▸ Work to be completed:
Could you tally the lines of the entries that carry the string "below"? Reply with the number and nothing more.

--------------------

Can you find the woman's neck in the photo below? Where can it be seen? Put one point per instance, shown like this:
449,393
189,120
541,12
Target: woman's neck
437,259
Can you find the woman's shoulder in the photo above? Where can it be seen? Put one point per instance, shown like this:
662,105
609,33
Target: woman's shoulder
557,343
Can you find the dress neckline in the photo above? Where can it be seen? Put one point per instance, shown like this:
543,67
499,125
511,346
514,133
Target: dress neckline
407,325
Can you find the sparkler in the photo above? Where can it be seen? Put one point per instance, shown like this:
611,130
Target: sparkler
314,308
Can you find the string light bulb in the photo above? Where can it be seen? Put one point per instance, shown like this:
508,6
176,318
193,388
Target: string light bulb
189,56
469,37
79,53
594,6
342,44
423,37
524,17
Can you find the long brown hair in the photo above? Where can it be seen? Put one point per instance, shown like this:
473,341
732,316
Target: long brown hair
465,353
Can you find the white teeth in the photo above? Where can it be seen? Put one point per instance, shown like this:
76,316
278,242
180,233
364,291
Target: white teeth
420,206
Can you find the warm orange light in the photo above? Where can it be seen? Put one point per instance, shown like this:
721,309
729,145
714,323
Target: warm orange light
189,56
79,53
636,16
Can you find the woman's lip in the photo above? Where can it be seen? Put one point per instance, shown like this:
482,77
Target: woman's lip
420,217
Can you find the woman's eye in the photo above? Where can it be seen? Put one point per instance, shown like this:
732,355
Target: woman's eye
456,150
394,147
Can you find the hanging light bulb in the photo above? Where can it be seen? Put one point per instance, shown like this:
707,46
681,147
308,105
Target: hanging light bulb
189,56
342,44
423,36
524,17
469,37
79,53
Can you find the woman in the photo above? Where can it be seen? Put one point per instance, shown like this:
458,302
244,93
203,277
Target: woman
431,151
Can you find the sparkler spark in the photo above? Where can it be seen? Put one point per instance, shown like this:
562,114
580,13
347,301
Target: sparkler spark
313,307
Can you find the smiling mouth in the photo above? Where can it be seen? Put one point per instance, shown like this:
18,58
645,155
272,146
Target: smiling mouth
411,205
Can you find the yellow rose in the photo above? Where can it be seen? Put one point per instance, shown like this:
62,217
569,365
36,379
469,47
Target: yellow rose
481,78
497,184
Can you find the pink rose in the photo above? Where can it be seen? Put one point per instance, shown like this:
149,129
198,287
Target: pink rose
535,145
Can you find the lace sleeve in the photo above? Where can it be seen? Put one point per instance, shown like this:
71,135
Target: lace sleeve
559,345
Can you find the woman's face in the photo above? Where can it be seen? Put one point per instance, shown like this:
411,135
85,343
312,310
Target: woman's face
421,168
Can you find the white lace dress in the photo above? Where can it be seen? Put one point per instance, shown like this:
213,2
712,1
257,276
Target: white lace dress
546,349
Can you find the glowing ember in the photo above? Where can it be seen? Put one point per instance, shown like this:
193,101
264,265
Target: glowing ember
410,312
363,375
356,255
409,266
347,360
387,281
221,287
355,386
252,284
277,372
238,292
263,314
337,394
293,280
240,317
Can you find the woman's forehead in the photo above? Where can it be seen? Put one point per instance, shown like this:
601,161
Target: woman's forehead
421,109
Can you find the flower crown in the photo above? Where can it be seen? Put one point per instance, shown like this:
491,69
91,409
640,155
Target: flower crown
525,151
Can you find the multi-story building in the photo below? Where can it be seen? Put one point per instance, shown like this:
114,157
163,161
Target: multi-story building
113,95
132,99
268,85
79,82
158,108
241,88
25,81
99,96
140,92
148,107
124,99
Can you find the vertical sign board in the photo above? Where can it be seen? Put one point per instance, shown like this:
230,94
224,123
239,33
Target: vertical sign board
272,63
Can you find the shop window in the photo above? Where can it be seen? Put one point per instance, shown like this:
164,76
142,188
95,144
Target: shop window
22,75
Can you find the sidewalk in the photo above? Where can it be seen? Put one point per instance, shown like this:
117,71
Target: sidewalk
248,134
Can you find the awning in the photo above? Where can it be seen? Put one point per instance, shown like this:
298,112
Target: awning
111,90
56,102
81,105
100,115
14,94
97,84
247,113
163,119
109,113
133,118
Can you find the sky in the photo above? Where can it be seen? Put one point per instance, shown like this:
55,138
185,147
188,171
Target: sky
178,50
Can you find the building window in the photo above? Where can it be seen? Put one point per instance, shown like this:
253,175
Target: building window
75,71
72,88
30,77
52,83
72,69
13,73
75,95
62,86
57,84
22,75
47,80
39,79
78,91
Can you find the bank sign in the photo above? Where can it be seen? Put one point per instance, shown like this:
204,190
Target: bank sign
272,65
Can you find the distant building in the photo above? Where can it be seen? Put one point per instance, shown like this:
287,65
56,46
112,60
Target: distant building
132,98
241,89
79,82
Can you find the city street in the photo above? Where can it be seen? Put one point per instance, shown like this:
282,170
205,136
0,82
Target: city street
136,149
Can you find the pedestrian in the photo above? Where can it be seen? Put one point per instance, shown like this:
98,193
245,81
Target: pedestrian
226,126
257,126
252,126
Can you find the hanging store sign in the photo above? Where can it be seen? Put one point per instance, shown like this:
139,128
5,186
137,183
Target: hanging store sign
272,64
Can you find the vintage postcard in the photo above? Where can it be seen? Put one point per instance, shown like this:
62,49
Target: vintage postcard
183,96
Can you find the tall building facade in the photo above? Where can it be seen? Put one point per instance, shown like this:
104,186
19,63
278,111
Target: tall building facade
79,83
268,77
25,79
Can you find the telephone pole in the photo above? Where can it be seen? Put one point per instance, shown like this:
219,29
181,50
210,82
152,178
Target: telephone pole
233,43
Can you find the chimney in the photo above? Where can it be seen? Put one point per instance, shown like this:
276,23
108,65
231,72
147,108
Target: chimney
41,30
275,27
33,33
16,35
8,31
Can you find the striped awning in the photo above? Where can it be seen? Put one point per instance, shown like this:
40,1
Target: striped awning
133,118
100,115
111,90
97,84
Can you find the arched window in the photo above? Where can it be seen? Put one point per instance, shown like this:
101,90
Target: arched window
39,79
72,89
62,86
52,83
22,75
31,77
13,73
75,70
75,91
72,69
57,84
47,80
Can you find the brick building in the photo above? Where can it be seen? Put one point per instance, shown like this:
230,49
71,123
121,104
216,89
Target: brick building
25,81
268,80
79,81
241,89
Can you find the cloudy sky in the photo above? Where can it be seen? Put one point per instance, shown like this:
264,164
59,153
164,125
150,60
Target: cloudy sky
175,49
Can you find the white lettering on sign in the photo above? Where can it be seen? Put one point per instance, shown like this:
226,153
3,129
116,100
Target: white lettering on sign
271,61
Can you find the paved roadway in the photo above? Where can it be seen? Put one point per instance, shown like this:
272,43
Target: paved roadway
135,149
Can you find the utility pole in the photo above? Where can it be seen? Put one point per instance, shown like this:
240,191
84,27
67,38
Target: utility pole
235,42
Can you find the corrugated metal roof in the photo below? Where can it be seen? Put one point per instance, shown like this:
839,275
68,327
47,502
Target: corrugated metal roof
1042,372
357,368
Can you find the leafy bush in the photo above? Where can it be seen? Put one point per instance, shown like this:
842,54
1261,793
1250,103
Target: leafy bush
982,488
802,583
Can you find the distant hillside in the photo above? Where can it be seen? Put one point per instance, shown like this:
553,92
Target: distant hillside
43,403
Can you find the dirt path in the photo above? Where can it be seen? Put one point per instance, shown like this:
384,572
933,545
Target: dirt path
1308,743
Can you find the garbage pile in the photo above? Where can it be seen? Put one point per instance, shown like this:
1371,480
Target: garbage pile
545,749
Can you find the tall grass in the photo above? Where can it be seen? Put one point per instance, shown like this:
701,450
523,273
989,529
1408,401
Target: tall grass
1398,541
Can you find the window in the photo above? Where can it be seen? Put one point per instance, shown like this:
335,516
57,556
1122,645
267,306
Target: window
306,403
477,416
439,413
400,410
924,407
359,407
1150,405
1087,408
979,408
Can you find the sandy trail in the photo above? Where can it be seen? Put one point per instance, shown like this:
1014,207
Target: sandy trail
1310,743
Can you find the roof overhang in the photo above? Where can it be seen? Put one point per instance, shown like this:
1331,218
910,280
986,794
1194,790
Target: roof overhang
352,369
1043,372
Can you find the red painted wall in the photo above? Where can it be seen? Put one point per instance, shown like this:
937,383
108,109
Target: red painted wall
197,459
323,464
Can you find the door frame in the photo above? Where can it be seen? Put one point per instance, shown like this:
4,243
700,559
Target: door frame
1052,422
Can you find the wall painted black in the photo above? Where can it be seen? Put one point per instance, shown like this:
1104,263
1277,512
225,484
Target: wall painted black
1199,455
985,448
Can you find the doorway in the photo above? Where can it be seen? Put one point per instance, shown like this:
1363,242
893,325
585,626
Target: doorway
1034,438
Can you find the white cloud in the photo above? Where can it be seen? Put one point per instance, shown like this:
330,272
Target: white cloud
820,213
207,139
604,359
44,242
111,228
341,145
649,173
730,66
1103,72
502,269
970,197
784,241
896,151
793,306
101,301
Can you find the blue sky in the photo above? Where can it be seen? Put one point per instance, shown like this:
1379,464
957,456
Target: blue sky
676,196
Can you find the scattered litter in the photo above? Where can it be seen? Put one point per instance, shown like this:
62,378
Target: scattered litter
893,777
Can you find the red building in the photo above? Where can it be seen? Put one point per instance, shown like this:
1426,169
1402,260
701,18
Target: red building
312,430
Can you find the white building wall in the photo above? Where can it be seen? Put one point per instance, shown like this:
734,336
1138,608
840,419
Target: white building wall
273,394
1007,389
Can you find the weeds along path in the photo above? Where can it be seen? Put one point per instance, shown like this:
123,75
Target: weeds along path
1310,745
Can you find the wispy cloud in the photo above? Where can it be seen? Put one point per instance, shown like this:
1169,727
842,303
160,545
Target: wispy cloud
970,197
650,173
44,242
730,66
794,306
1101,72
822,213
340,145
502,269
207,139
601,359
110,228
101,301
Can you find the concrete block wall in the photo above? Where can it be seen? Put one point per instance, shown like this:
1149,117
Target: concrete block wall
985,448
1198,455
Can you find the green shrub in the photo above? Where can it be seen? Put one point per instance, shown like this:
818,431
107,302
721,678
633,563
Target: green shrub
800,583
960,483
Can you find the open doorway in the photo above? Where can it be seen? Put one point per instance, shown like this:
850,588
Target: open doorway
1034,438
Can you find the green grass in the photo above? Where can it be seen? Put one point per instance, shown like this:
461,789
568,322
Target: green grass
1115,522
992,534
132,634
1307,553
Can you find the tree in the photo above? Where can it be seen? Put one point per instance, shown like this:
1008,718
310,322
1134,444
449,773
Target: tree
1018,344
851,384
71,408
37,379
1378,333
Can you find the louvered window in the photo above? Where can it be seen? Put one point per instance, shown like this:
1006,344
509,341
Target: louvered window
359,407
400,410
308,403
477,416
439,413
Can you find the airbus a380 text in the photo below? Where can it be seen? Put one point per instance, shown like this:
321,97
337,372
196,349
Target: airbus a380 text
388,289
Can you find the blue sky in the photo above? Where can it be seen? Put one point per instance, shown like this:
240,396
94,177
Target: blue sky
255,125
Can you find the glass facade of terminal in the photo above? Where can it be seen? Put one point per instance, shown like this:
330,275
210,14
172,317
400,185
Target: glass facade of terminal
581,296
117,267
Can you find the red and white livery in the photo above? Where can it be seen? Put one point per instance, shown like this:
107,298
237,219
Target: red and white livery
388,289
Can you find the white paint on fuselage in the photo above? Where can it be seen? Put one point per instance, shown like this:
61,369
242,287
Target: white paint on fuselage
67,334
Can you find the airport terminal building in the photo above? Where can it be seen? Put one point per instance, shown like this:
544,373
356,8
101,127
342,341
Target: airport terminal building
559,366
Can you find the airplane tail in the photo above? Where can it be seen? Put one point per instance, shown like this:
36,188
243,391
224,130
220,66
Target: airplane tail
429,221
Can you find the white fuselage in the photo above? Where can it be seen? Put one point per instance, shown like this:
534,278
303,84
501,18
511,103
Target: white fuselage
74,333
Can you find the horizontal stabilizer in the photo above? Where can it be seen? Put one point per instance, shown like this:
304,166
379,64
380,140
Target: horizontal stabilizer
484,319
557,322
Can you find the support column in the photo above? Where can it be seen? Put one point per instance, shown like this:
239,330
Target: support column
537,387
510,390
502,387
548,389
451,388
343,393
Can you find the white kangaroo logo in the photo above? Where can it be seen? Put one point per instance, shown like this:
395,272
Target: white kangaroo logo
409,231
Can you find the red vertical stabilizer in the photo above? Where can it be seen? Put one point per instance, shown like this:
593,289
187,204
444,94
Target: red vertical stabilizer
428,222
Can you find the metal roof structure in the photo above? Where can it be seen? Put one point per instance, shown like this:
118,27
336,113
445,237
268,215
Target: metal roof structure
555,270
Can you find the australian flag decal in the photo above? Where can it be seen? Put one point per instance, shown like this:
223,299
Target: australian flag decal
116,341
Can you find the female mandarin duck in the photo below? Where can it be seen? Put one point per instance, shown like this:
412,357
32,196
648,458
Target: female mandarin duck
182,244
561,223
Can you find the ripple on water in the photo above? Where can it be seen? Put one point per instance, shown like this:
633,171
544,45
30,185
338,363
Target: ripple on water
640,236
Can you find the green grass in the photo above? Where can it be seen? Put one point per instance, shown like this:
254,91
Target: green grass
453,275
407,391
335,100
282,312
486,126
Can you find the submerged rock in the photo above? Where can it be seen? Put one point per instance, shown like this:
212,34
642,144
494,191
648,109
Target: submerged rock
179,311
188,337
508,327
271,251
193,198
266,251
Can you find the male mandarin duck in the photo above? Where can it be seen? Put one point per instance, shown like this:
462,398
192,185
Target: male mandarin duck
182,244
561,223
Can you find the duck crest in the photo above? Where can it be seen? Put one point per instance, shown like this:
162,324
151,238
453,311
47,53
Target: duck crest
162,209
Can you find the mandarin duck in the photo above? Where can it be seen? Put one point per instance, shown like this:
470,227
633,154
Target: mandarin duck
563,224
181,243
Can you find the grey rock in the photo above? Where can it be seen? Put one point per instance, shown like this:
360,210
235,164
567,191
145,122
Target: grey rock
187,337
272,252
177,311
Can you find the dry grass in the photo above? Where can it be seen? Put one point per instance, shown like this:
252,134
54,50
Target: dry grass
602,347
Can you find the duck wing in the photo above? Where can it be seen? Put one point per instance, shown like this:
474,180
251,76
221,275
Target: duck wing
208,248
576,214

--------------------

▸ Your response:
5